Selon le procureur Sardar Muzaffar Abbas, le tribunal a également ordonné la saisie des appartements en question par le gouvernement fédéral.
L’affaire avait initialement été déclenchée par la publication des Panama Papers, des documents émanant d’un cabinet d’avocats panaméen et révélant les montages financiers de ses clients, dont la famille Sharif.
Trois des quatre enfants de M. Sharif étaient également mis en cause, dont sa fille et présumée héritière politique Maryam Sharif. Cette dernière, qui se trouve avec son père à Londres, a été condamnée vendredi à 7 ans de prison.
Conspiration
La sentence porte un coup sérieux au parti PML-N, fondé en 1993 par Nawaz Sharif, et qui est l’une des principales formations en lice aux élections législatives prévues le 25 juillet dans le pays.
Il est actuellement dirigé par le frère de Nawaz, Shahbaz Sharif, considéré comme plus brillant mais moins charismatique que son aîné, à la suite d’une série de décisions judiciaires à l’encontre de Nawaz Sharif.
En juillet 2017, la Cour suprême pakistanaise avait mis fin prématurément à son troisième mandat à la tête du gouvernement après des révélations sur de luxueux biens immobiliers détenus par sa famille via des holdings off-shore.
La justice pakistanaise lui a ensuite interdit de diriger son parti, puis de participer à tout scrutin, à vie. Son clan nie toute malversation et laisse entendre que Nawaz Sharif est victime d’une conspiration ourdie par la puissante armée pakistanaise.
Shahbaz Sharif a immédiatement fait savoir vendredi qu’il “rejetait” le verdict, depuis son fief de Lahore lors d’un point presse retransmis à la télévision.
“Je vais descendre dans les rues et parler aux gens de cette décision injuste et nous défendrons notre cause devant le tribunal du peuple le 25 juillet”, a-t-il poursuivi.
“Nous allons mener notre campagne électorale et protester de manière pacifique contre cette décision”, a-t-il ajouté.

========================

**Exercice court:**
Répondez aux questions suivantes à partir du texte sur la condamnation de Nawaz Sharif.
1. À combien d'années de prison Maryam Sharif a-t-elle été condamnée vendredi ?
2. En quelle année le parti PML-N a-t-il été fondé ?
3. Depuis quelle ville Shahbaz Sharif a-t-il fait savoir qu'il rejetait le verdict ?

**Entrées extraites:**

========================

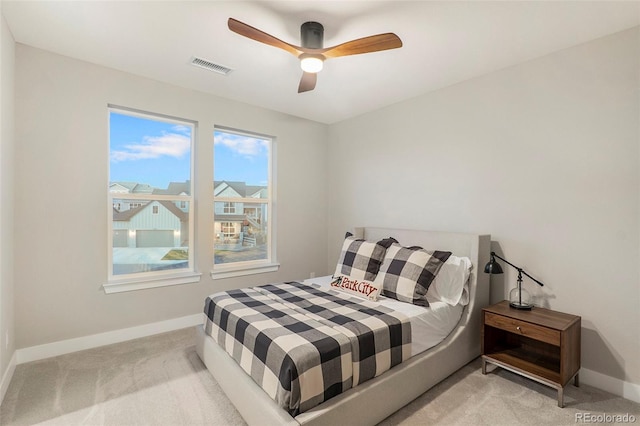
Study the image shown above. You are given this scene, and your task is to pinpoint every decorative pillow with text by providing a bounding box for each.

========================

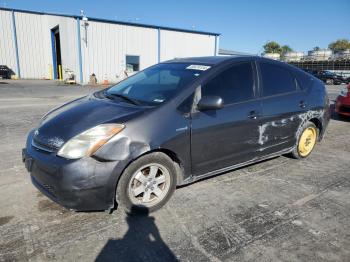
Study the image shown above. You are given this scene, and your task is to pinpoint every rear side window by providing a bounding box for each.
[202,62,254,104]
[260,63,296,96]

========================

**Réponse ci-dessous:**
1. 7 ans de prison.
2. En 1993.
3. Depuis Lahore, son fief.